Passage provided:
- - - - -

However, as my mind awakens I’ve been thinking of a few things I wanted to mention.  I’ve actually been too lazy to blog them, but I’ve not been to lazy to put them into notepad.

Here are a few thoughts/comments/interesting things, in no particular order.  Some have conclusions, others do not.

  • Remember the “Does your code think in ink” contest?   They were giving away $15,000 in prizes to folks to write Tablet PC Power Toys.  Well, turns out I was a runner up and came away with $2500 cash and a copy of Visual Studio.NET 2003.  Very cool, considering that my applet (which is apparently to be published as a Power Toy) was not hard to write.  Apparently winners will be announced soon.  There’s a second chance to write a winner with the new Application version of the same contest.  Looks like $100,000 this time.  Cool.
    • Side Note: I now have a copy of Visual Studio.NET 2003 for sale. ;) $1000 OBO.
  • Nerds with glasses.   I went to the eye doctor for my 2 month checkup since my LASIK surgery.  I’m officially 20/10 in both eyes.  This is ridiculous since I was 20/1600 and legally blind.  I can see so well I can see your thoughts.  Seriously.  Having a little dry eye occasionally, but otherwise a fantastic outcome.

- - - - -

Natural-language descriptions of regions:
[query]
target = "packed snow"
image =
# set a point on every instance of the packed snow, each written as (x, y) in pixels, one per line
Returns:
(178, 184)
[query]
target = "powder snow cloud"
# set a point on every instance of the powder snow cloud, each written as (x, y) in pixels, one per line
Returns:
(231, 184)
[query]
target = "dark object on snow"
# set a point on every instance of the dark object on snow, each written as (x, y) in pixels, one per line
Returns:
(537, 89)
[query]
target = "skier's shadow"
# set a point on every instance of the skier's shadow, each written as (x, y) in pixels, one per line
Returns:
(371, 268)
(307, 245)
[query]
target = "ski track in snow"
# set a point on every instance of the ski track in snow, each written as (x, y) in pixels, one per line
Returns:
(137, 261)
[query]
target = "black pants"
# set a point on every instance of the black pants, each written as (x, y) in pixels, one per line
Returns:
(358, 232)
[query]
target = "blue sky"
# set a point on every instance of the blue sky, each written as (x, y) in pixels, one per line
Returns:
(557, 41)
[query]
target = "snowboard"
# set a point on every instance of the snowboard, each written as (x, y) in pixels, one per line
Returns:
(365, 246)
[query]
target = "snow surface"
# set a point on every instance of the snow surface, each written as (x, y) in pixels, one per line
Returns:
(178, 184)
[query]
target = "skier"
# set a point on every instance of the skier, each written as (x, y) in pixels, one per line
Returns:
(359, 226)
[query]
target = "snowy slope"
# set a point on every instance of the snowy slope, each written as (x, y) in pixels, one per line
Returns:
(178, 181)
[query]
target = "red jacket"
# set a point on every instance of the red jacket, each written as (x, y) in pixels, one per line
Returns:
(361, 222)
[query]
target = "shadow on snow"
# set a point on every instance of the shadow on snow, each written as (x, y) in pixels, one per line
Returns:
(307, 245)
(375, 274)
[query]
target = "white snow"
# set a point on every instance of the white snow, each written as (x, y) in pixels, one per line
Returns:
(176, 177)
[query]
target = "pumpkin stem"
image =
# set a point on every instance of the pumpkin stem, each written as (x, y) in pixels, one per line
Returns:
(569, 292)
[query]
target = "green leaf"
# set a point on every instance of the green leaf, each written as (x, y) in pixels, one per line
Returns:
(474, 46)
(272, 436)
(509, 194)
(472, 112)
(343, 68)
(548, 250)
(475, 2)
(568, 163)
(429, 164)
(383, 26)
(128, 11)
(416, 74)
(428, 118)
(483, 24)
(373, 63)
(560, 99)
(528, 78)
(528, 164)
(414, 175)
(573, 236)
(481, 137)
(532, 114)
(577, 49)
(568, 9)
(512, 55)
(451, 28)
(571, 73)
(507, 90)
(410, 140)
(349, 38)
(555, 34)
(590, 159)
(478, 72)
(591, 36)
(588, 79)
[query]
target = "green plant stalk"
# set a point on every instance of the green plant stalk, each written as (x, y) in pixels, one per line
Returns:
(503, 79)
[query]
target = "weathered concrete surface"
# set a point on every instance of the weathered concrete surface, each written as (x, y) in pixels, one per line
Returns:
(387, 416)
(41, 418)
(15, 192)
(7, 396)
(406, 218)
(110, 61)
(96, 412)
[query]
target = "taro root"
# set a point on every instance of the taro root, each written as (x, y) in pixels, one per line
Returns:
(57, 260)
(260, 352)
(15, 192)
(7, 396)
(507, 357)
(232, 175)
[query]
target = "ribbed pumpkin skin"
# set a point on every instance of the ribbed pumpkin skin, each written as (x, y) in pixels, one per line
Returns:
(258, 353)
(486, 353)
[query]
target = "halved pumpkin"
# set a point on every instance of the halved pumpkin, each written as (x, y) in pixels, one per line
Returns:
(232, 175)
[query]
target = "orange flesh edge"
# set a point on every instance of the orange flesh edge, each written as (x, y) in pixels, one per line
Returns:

- - - - -

To do:
According to the post, what did the author receive as a runner-up in the "Does your code think in ink" contest?

Exercise answer:
$2500 cash and a copy of Visual Studio.NET 2003.